● **Records**:
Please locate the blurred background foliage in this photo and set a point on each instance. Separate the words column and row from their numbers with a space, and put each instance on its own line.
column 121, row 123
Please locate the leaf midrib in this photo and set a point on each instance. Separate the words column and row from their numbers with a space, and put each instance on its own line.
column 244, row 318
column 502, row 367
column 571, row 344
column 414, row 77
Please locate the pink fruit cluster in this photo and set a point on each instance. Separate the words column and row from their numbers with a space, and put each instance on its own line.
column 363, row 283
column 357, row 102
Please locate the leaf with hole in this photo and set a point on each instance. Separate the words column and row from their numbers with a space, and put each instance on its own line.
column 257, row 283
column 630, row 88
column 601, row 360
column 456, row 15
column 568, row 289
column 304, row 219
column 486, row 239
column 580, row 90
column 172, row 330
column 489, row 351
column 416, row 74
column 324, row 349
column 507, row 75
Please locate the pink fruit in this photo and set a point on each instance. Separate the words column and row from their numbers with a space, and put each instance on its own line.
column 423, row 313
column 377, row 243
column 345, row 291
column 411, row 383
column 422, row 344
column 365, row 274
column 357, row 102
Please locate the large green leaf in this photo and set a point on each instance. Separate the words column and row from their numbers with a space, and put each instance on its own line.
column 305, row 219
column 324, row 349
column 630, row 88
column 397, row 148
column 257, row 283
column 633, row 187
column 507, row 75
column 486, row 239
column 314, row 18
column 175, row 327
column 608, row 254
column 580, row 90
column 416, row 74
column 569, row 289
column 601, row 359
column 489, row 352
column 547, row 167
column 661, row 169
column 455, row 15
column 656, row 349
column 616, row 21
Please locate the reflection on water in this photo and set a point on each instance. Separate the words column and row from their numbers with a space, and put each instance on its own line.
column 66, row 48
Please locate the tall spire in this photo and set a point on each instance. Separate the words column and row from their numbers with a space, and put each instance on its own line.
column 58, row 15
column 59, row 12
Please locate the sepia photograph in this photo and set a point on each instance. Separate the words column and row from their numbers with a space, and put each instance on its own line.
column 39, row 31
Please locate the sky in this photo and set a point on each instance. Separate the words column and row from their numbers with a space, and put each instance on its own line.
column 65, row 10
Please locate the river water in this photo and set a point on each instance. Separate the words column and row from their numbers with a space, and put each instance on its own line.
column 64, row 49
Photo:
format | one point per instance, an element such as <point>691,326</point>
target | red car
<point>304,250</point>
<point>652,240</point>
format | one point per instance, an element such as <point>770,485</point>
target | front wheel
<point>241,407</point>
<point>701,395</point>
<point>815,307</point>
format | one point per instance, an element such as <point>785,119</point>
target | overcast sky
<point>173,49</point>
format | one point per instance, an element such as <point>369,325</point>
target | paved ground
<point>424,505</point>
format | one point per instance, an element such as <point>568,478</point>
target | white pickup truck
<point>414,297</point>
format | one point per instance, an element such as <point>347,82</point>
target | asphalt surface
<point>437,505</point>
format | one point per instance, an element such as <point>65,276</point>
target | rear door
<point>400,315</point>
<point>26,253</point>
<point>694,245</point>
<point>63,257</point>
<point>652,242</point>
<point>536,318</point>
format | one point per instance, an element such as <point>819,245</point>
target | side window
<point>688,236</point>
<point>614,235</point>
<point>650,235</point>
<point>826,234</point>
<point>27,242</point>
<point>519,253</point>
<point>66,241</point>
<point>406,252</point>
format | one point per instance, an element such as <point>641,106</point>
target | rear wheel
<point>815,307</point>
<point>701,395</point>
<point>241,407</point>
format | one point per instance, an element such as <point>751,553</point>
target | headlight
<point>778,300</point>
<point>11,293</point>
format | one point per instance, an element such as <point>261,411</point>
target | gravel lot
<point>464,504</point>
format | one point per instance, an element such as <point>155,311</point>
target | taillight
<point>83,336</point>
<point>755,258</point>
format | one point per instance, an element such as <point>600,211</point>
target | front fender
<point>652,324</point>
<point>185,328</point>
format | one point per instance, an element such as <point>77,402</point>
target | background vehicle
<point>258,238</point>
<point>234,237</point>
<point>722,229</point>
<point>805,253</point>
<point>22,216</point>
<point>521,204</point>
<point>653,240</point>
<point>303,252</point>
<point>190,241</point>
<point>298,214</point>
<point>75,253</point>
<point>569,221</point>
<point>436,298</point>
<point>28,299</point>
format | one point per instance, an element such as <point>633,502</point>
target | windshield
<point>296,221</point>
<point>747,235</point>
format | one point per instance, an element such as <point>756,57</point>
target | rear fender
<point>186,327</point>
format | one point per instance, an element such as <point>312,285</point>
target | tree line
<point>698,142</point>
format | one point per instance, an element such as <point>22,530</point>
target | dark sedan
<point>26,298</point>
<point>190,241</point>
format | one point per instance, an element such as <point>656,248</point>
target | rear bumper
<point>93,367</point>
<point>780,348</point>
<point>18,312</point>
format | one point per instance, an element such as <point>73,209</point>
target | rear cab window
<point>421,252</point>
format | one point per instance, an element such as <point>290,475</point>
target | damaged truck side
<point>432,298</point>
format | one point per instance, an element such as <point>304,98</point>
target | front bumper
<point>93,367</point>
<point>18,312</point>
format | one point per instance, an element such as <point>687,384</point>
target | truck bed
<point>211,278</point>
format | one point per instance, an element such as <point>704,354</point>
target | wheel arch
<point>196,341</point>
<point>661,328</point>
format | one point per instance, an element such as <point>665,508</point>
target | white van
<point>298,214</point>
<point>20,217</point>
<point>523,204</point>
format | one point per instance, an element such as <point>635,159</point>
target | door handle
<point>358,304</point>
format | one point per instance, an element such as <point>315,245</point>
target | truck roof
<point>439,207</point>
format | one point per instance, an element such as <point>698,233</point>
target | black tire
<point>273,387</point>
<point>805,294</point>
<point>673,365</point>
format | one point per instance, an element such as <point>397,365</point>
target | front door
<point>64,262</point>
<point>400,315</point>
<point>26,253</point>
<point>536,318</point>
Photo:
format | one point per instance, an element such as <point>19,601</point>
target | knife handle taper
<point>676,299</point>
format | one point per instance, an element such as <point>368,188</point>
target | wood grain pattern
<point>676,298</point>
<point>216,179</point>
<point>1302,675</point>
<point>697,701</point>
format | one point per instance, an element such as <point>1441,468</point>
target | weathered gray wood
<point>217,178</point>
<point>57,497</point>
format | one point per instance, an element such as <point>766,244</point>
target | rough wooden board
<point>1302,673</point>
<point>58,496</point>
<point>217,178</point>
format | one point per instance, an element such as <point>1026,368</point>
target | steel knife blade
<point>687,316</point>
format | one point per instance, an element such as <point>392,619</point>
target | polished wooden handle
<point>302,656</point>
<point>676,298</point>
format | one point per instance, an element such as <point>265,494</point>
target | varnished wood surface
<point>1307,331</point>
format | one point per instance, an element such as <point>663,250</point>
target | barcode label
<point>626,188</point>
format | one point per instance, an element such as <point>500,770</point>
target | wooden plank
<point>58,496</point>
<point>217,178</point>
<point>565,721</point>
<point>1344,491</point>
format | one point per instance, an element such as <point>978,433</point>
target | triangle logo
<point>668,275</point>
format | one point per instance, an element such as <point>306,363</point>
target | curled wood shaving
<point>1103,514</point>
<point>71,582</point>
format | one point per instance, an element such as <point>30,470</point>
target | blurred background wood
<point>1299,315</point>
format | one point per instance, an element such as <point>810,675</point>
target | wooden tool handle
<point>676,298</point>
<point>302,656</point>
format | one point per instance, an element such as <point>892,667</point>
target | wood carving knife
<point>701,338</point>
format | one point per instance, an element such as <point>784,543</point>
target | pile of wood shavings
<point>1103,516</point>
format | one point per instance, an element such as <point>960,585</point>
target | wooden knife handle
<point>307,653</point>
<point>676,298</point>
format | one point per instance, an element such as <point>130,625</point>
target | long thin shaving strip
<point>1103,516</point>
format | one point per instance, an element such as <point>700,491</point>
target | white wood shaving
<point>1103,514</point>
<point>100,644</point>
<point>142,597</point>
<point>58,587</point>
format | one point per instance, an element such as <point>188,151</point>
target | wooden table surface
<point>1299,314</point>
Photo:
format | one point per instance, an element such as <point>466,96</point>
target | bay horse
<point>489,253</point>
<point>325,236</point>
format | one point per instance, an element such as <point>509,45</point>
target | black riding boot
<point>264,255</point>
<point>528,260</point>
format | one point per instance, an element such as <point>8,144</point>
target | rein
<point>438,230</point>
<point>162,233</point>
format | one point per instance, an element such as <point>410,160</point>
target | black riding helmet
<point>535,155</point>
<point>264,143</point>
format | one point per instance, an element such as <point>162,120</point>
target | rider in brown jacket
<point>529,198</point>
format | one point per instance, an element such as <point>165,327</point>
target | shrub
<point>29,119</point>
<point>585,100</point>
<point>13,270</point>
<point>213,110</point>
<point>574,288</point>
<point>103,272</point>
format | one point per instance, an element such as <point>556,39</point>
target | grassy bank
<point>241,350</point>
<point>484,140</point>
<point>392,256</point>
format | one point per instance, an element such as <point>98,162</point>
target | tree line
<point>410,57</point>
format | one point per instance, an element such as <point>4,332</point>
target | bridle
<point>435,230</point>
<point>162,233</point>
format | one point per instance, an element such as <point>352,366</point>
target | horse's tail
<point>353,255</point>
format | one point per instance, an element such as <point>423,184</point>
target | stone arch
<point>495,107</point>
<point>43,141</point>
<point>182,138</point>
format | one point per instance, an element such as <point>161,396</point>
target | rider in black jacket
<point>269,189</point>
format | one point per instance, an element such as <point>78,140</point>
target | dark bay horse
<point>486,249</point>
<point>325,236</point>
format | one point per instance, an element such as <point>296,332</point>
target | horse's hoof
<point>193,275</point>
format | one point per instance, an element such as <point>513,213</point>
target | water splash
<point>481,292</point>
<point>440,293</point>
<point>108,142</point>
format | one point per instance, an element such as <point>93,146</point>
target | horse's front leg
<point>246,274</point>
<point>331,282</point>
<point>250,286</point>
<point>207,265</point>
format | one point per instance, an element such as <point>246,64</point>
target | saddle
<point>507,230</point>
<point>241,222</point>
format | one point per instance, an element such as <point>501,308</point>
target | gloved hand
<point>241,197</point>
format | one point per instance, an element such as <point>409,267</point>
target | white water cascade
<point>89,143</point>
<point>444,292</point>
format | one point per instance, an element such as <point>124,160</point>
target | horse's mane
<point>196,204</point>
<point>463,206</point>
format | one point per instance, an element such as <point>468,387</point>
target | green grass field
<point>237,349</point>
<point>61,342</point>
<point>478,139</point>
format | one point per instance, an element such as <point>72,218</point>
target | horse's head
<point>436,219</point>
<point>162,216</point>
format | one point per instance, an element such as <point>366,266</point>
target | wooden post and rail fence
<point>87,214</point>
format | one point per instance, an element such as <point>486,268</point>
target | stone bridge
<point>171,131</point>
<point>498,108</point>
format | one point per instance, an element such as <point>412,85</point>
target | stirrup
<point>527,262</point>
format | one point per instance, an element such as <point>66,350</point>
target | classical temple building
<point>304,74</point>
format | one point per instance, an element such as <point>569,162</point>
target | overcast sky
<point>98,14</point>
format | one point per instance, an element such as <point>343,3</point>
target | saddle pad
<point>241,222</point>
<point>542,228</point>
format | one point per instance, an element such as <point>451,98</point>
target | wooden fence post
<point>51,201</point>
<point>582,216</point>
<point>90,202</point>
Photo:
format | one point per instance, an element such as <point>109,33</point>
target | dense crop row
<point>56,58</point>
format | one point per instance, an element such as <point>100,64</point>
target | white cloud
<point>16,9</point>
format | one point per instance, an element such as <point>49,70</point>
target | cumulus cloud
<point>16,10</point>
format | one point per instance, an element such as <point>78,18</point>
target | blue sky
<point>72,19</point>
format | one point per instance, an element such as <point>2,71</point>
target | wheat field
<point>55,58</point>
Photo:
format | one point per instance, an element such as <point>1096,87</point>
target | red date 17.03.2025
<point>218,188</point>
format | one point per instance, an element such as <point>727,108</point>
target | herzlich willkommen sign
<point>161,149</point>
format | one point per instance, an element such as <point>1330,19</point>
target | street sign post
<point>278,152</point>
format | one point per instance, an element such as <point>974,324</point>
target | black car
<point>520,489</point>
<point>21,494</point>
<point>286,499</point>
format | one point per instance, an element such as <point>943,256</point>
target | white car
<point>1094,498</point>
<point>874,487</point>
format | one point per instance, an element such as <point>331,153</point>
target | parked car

● **Task to carry out**:
Copy out exactly the lines running from the line with "such as <point>727,108</point>" to the end of the records, inclusive.

● **Exercise output**:
format | one point per instance, an element such as <point>727,108</point>
target | herzlich willkommen sign
<point>161,149</point>
format | one point per instance, an element such as <point>1330,19</point>
target | street sign post
<point>278,152</point>
format | one point per instance, an element such as <point>974,324</point>
target | black car
<point>520,489</point>
<point>21,494</point>
<point>286,499</point>
format | one point per instance, an element such as <point>943,256</point>
target | white car
<point>1094,498</point>
<point>874,487</point>
format | one point per instance, an element such as <point>331,153</point>
target | parked car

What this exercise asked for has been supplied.